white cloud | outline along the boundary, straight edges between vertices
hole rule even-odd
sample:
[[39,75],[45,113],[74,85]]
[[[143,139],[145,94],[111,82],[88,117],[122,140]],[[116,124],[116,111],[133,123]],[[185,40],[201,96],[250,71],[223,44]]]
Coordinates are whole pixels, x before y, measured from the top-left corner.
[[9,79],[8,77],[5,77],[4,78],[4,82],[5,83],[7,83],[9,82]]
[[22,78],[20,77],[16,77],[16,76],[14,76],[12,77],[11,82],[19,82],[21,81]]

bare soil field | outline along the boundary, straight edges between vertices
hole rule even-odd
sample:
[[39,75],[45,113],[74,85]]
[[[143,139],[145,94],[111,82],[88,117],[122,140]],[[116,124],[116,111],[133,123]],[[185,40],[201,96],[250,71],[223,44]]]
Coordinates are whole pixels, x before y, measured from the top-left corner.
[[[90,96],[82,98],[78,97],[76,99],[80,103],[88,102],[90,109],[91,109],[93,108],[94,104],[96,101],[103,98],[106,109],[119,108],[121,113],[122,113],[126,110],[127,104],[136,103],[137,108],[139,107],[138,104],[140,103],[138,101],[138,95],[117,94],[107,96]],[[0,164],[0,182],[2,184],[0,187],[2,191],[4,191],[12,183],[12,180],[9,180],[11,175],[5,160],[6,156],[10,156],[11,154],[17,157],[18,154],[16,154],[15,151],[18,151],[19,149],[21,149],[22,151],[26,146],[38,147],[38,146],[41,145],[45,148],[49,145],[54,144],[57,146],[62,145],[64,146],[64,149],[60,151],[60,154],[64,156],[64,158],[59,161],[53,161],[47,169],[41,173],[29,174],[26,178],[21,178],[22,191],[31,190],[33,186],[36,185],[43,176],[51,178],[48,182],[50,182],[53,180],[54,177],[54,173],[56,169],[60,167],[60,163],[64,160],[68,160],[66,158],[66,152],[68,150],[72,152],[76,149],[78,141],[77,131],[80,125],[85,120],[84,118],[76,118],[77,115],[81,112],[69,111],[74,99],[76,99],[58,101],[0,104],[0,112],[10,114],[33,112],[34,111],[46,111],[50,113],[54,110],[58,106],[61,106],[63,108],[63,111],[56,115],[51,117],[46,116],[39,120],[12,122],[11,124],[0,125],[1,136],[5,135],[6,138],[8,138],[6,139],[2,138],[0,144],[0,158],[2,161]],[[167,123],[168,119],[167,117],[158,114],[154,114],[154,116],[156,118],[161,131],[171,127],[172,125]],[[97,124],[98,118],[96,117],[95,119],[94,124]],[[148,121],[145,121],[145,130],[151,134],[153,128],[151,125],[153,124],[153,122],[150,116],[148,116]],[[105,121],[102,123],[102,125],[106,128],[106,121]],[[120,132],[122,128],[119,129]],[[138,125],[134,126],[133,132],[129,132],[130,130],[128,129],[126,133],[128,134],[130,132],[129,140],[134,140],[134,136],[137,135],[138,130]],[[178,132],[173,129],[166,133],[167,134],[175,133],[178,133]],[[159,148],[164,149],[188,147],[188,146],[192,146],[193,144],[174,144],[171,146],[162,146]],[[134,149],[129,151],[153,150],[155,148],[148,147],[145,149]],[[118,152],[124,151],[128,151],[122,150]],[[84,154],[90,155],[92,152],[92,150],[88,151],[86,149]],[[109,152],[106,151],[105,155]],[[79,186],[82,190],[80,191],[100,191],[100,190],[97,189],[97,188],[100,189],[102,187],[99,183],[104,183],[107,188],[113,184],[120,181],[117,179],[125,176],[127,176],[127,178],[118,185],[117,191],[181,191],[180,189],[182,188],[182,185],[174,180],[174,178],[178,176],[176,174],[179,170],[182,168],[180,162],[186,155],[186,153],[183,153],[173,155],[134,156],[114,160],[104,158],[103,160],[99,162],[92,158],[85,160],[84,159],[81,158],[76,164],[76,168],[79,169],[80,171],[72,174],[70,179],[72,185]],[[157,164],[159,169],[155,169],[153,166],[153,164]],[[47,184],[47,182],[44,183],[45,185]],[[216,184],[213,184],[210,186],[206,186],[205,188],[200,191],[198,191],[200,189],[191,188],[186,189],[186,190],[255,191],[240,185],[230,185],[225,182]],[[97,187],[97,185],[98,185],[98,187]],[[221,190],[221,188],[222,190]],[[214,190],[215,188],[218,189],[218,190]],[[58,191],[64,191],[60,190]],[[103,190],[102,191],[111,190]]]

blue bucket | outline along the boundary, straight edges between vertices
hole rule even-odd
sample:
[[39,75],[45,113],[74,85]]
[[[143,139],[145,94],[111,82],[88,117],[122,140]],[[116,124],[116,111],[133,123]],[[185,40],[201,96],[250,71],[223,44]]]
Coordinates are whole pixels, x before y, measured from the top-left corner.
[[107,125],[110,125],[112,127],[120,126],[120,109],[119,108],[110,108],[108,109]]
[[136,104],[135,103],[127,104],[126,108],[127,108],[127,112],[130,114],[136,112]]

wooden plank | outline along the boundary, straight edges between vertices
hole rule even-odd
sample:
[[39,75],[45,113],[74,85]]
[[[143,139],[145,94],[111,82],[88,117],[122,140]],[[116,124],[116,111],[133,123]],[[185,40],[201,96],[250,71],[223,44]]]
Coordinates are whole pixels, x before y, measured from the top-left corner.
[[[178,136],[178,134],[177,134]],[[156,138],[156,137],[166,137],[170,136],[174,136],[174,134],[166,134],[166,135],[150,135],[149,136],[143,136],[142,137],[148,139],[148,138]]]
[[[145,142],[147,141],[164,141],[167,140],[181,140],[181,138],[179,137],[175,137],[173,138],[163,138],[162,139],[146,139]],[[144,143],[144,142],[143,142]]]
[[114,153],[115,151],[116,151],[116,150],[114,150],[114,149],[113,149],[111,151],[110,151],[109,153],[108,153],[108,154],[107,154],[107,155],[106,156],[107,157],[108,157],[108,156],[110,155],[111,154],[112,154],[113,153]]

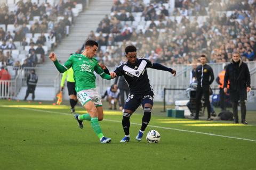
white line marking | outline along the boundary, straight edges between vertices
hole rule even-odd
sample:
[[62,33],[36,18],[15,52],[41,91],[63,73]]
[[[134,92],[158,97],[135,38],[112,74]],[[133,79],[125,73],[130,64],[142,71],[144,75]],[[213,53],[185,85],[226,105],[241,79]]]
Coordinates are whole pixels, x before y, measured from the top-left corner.
[[[2,106],[2,107],[4,106],[3,105],[0,105],[0,106]],[[9,107],[9,108],[10,108],[10,107]],[[37,112],[42,112],[49,113],[55,113],[55,114],[59,114],[66,115],[70,115],[70,116],[71,115],[70,114],[68,114],[68,113],[65,113],[58,112],[51,112],[51,111],[43,110],[33,109],[33,108],[28,108],[20,107],[20,108],[19,108],[19,109],[37,111]],[[108,122],[116,122],[116,123],[122,123],[121,121],[111,120],[106,119],[106,118],[104,119],[103,120],[105,120],[106,121],[108,121]],[[131,124],[136,125],[139,125],[139,126],[141,125],[141,124],[140,124],[139,123],[131,123]],[[177,131],[194,133],[209,135],[211,135],[211,136],[215,136],[215,137],[223,137],[223,138],[231,138],[231,139],[235,139],[243,140],[246,140],[246,141],[252,141],[252,142],[256,142],[256,140],[255,140],[246,139],[246,138],[237,138],[237,137],[229,137],[229,136],[225,136],[225,135],[222,135],[215,134],[213,134],[213,133],[204,133],[204,132],[201,132],[193,131],[188,131],[188,130],[182,130],[182,129],[171,128],[166,128],[166,127],[154,126],[154,125],[148,125],[148,126],[163,129],[172,130],[174,130],[174,131]]]

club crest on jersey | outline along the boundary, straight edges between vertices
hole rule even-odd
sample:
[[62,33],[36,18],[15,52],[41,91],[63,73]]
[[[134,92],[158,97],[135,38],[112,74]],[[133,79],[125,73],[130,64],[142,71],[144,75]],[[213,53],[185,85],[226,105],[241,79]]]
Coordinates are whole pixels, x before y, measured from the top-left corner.
[[143,97],[143,99],[145,99],[146,98],[148,98],[149,99],[153,100],[153,98],[152,97],[152,96],[151,96],[150,95],[146,95],[146,96],[144,96],[144,97]]

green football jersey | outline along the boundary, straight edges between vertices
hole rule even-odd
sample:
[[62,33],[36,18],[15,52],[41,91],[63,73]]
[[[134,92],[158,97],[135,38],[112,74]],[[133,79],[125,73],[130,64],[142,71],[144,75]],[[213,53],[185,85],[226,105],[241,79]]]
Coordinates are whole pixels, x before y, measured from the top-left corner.
[[72,67],[77,92],[96,87],[96,76],[94,71],[104,79],[111,79],[111,76],[106,74],[102,69],[99,66],[95,58],[90,58],[81,54],[72,55],[62,65],[57,60],[54,63],[61,73]]

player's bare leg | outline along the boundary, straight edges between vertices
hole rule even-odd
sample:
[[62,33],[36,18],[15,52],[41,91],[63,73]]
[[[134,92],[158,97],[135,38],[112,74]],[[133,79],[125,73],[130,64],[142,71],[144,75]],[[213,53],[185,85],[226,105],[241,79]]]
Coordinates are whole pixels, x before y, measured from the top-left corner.
[[77,98],[75,95],[69,95],[69,102],[70,103],[71,106],[71,113],[75,113],[75,106],[76,105],[77,103]]
[[[84,105],[84,108],[88,112],[88,113],[91,116],[91,125],[96,135],[100,138],[100,142],[102,143],[109,143],[111,142],[111,139],[106,138],[102,133],[101,128],[99,124],[98,110],[94,106],[94,104],[91,100],[89,100]],[[79,120],[78,116],[77,116],[76,114],[75,118],[78,123],[79,127],[81,127],[81,124],[82,126],[82,121]]]
[[140,141],[142,138],[144,131],[148,125],[151,118],[151,112],[153,105],[151,104],[146,103],[144,105],[143,109],[144,110],[144,115],[142,117],[142,122],[141,123],[141,128],[136,136],[136,140]]

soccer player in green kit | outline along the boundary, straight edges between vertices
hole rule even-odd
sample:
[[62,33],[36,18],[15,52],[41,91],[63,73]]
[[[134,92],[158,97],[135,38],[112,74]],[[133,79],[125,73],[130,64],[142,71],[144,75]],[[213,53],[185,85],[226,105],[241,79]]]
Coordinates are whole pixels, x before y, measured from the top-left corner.
[[64,88],[64,84],[67,79],[67,87],[68,87],[68,96],[69,96],[69,103],[71,106],[71,113],[74,114],[75,106],[77,103],[76,91],[75,89],[75,80],[74,79],[74,71],[72,67],[65,71],[62,74],[61,82],[60,83],[61,90]]
[[103,119],[103,108],[100,96],[96,89],[96,77],[93,72],[95,71],[101,78],[107,80],[115,78],[116,74],[115,73],[111,73],[110,75],[105,73],[98,65],[97,60],[93,58],[98,46],[96,41],[87,41],[83,53],[72,55],[63,65],[59,63],[54,53],[50,54],[49,58],[60,73],[63,73],[72,67],[78,99],[88,112],[88,113],[83,115],[76,114],[75,118],[81,129],[83,128],[83,121],[90,121],[91,125],[100,138],[100,142],[107,143],[110,142],[111,139],[104,136],[99,124],[99,121]]

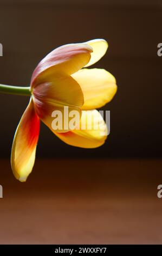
== == ==
_Set problem_
Reproduce the data verbatim, starting with its first line and continuing through the line that contains "[[9,79],[8,77],[5,77],[4,78],[4,82],[5,83],[7,83],[9,82]]", including both of those lines.

_Written answer_
white cloud | outline along the boundary, straight edges between vertices
hole rule even-odd
sample:
[[39,75],[45,113],[74,85]]
[[[143,139],[145,94],[111,82],[88,117],[122,140]],[[116,124],[116,111],[133,123]],[[185,40],[201,96],[250,71],[223,44]]]
Coordinates are whole pixels, x before y, measured from the top-left corner.
[[9,79],[8,77],[5,77],[4,78],[4,82],[5,83],[7,83],[9,82]]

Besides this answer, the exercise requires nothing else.